◆ **Vorliegender Text**
"""

Schweizer Netze sind gefährlich

Aber da die Schweiz kein EU Mitglied ist, greift diese Deckelung dort nicht. Wenn sich also ein Schweizer Netz von der anderen Seeseite aus in Friedrichshafen ein Mobilgerät angelt, kann es deutlich teurer werden, als die EU das für sittlich erachtet. Eigentlich sollten die Roaminggebühren ja sogar ganz abgeschafft werden. Ursprünglich hatte das EU-Parlament dafür mal den 15. Dezember 2015 vorgesehen. Aber die EU-Kommission hält das frühestens ab 2016 für sinnvoll. Außerdem müsse noch über eine „Übergangsphase“ verhandelt werden, wie die EU-Kommission erst jüngst mitteilen ließ.

Vorerst bleiben Roaminggebühren also eine Gefahr, auch am See. Angeblich aber nur ein geringes. Dirk Wende, ein Pressesprecher der Telekom, der vom Bonner Telekomturm aus zwar nicht bis an den Bodensee sehen kann, aber natürlich um alle Landesgrenzen Deutschlands Bescheid weiß, sagt, dass es lange nicht mehr so viele Beschwerden gebe wie früher. „Die Aufklärungsarbeit in den letzten Jahren hat viel erreicht“, sagte er durch die günstige Festnetztelefonleitung hindruch. „Es gibt immer weniger Anfragen dazu.“

Ähnlich klingt das bei O2 (“O-Two“), deren Sprecher Albert Fetsch von München aus mitteilt: „Bei uns gibt es da kein erhöhtes Beschwerdeaufkommen.“ Eher im Gegenteil. Die Kunden seien mittlerweile vertraut mit dem Problem und schalten die manuelle Netzwahl ein. Einzig eine Sprecherin von Vodafone aus Stuttgart gibt zu: „Das Thema Roaming ist – obwohl die meisten Nutzer sehr gut informiert sind – in den Grenzregionen nach wie vor virulent.“

Alle drei erklären derweil, dass der Handyempfang von mehreren Faktoren abhängt: Vom Standort der Antenne, von deren Ausrichtung und deren Sendeleistung und auch vom Wetter. Und die Bundesnetzagentur überwache, dass deutsche Konzerne ihr Möglichstes tun, um nicht in das benachbarte Ausland zu strahlen. Ein hundertprozentige Abschirmung sei zwar gar nicht möglich, aber schlussendlich verfolgten deutsche Anbieter auch nicht das Ziel, das Ausland zu versorgen, sondern das Inland. Die Kollegen im Ausland würden derweil ähnlich kontrolliert, ob sie ihr Möglichstes zu täten. Mehr gibt es dazu nicht zu erfahren.

"""

◆ **Bereitgestellte Daten**
"""

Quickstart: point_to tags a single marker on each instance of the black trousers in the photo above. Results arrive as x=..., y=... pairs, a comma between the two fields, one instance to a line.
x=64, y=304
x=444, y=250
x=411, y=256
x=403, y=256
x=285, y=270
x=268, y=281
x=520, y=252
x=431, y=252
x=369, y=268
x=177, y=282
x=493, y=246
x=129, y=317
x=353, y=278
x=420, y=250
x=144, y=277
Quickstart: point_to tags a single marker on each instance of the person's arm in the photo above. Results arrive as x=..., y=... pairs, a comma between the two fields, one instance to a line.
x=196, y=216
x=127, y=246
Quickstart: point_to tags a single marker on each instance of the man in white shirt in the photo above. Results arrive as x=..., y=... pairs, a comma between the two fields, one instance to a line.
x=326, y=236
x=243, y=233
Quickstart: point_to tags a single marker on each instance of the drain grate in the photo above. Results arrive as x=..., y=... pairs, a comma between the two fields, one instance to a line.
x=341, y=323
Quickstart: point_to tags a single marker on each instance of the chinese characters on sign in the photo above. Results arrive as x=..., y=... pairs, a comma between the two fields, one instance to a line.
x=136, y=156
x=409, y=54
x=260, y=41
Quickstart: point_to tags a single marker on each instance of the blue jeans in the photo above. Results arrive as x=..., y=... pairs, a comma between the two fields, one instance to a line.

"""
"""

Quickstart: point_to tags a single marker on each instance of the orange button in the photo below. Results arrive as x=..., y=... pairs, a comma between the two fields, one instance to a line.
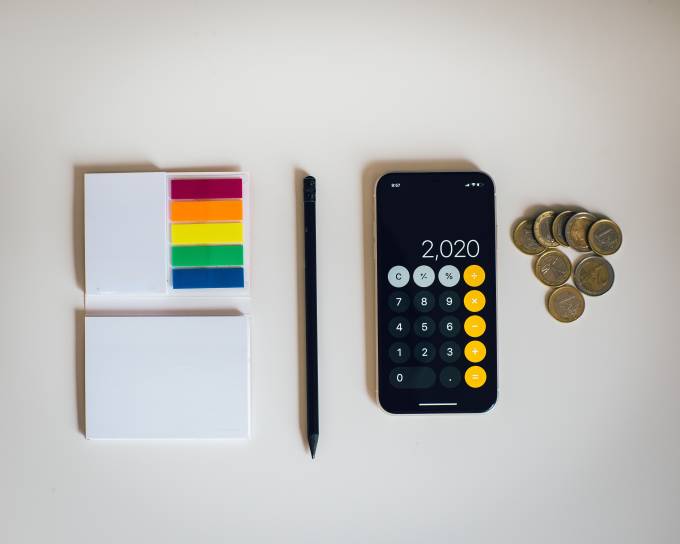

"""

◆ **Kurzaufgabe 1**
Beantworten Sie zum Text über Roaminggebühren:
(a) Welches Datum hatte das EU-Parlament ursprünglich für die Abschaffung der Roaminggebühren vorgesehen?
(b) Von wo aus äußert sich der Telekom-Sprecher Dirk Wende?
(c) Was schalten die Kunden laut O2 mittlerweile ein?
◆ **Kurzaufgabe 2**
Geben Sie aus dem Text über Roaminggebühren den Abschnitt von "Alle drei erklären" bis einschließlich "nicht zu erfahren." wortgetreu wieder.
Die Datensätze werden hierfür nicht benötigt.

◆ **Antwort 1**
(a) Den 15. Dezember 2015.
(b) Vom Bonner Telekomturm aus.
(c) Die manuelle Netzwahl.

◆ **Antwort 2**
Alle drei erklären derweil, dass der Handyempfang von mehreren Faktoren abhängt: Vom Standort der Antenne, von deren Ausrichtung und deren Sendeleistung und auch vom Wetter. Und die Bundesnetzagentur überwache, dass deutsche Konzerne ihr Möglichstes tun, um nicht in das benachbarte Ausland zu strahlen. Ein hundertprozentige Abschirmung sei zwar gar nicht möglich, aber schlussendlich verfolgten deutsche Anbieter auch nicht das Ziel, das Ausland zu versorgen, sondern das Inland. Die Kollegen im Ausland würden derweil ähnlich kontrolliert, ob sie ihr Möglichstes zu täten. Mehr gibt es dazu nicht zu erfahren.